--- Records provided ---

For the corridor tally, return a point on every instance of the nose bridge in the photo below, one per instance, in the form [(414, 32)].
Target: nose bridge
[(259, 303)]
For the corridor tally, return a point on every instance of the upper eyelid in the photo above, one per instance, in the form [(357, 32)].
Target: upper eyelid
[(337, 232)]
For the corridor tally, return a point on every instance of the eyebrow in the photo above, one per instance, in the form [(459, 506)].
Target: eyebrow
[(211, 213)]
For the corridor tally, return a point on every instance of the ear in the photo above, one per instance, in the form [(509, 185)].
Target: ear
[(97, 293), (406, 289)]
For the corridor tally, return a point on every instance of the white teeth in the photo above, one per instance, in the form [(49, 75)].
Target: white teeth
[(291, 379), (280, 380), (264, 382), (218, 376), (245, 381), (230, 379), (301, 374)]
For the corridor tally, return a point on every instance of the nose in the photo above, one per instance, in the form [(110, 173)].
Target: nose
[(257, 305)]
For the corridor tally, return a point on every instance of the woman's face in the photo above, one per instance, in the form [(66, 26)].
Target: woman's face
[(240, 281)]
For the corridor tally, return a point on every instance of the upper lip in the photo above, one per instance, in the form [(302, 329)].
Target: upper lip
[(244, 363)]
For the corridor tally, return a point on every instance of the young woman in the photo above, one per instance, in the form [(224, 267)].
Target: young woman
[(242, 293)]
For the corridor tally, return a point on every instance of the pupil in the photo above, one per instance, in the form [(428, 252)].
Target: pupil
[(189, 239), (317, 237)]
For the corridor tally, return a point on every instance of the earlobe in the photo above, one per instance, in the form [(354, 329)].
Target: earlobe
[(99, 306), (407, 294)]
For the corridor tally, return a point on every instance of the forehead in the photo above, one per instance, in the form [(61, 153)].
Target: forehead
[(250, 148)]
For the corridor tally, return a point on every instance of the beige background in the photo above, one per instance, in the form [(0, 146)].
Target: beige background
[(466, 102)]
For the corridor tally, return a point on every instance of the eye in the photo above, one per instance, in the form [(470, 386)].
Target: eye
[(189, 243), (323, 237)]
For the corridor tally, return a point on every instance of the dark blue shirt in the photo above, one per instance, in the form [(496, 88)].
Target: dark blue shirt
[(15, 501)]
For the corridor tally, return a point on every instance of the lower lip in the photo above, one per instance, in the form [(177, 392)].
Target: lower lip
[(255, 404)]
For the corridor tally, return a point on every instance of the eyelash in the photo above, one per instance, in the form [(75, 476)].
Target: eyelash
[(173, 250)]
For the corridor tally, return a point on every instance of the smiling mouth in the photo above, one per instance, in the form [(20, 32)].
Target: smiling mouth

---

## Written request
Please set down all of the data above again, word for word and line for line, with nothing left out or changed.

## Complete response
For the corridor tally, return a point on every instance of the nose bridge in the photo below, one per instance, in the form [(414, 32)].
Target: nose bridge
[(259, 303)]
For the corridor tally, return a point on every instance of the upper eyelid in the photo above, one per instance, in the form [(357, 32)].
Target: upper eyelid
[(337, 232)]
For the corridor tally, return a point on every instance of the eyebrow in the photo above, one per instance, in the form [(459, 506)].
Target: eyebrow
[(211, 213)]
For the corridor tally, return a point on every instance of the ear in the photo above, one per instance, in the form [(509, 185)].
Target: ear
[(97, 293), (406, 289)]
For the corridor tally, return a point on every instance of the white teeth in the photo above, one per instance, in the form [(49, 75)].
Target: white teeth
[(291, 379), (280, 380), (264, 382), (218, 376), (245, 381), (230, 379), (301, 374)]
For the corridor tally, return a point on every instance of the nose in the photo above, one per instance, in the form [(110, 173)].
Target: nose
[(257, 305)]
For the corridor tally, return a point on every instance of the woman's face in the photo above, one per instance, in the form [(66, 26)].
Target: woman's face
[(240, 281)]
For the corridor tally, return a point on every instance of the upper lip in the photo above, one per instance, in the form [(302, 329)].
Target: upper lip
[(244, 363)]
For the corridor tally, return a point on every instance of the young woman in the photo above, one per instance, in the form [(224, 267)].
Target: young woman
[(242, 293)]
For the corridor tally, return a point on every instance of the pupil in the photo above, one per instance, in the form [(428, 252)].
Target: pupil
[(189, 239), (317, 237)]
For the corridor tally, return a point on every instance of the earlobe in the photo above, one per instance, in the form [(354, 329)].
Target: earlobe
[(99, 306), (407, 294)]
For the corridor tally, return a point on every instance of the forehead in the photo above, one per instance, in the form [(61, 153)].
Target: forehead
[(250, 148)]
For the corridor tally, return a point on every instance of the beige background in the photo above, one per instance, in the form [(0, 146)].
Target: beige background
[(466, 102)]
For the corridor tally, return a point on every instance of the eye in the photo above, one per instance, in the form [(470, 386)].
Target: eye
[(189, 243), (323, 237)]
For the corridor tally, return a point on every instance of the dark blue shirt in the photo above, one per instance, in the form [(496, 88)].
Target: dark blue shirt
[(15, 501)]
For the corridor tally, return a point on every instance of the lower lip in the photo above, one per instance, in the form [(177, 392)].
Target: lower lip
[(255, 404)]
For the corridor tally, return a point on every instance of the eyelash in the photo above, one per instance, in the form [(75, 476)].
Target: eyelash
[(173, 250)]
For the corridor tally, return a point on every instance of the smiling mouth in the photo above, one per instance, in the form [(20, 32)].
Target: smiling mouth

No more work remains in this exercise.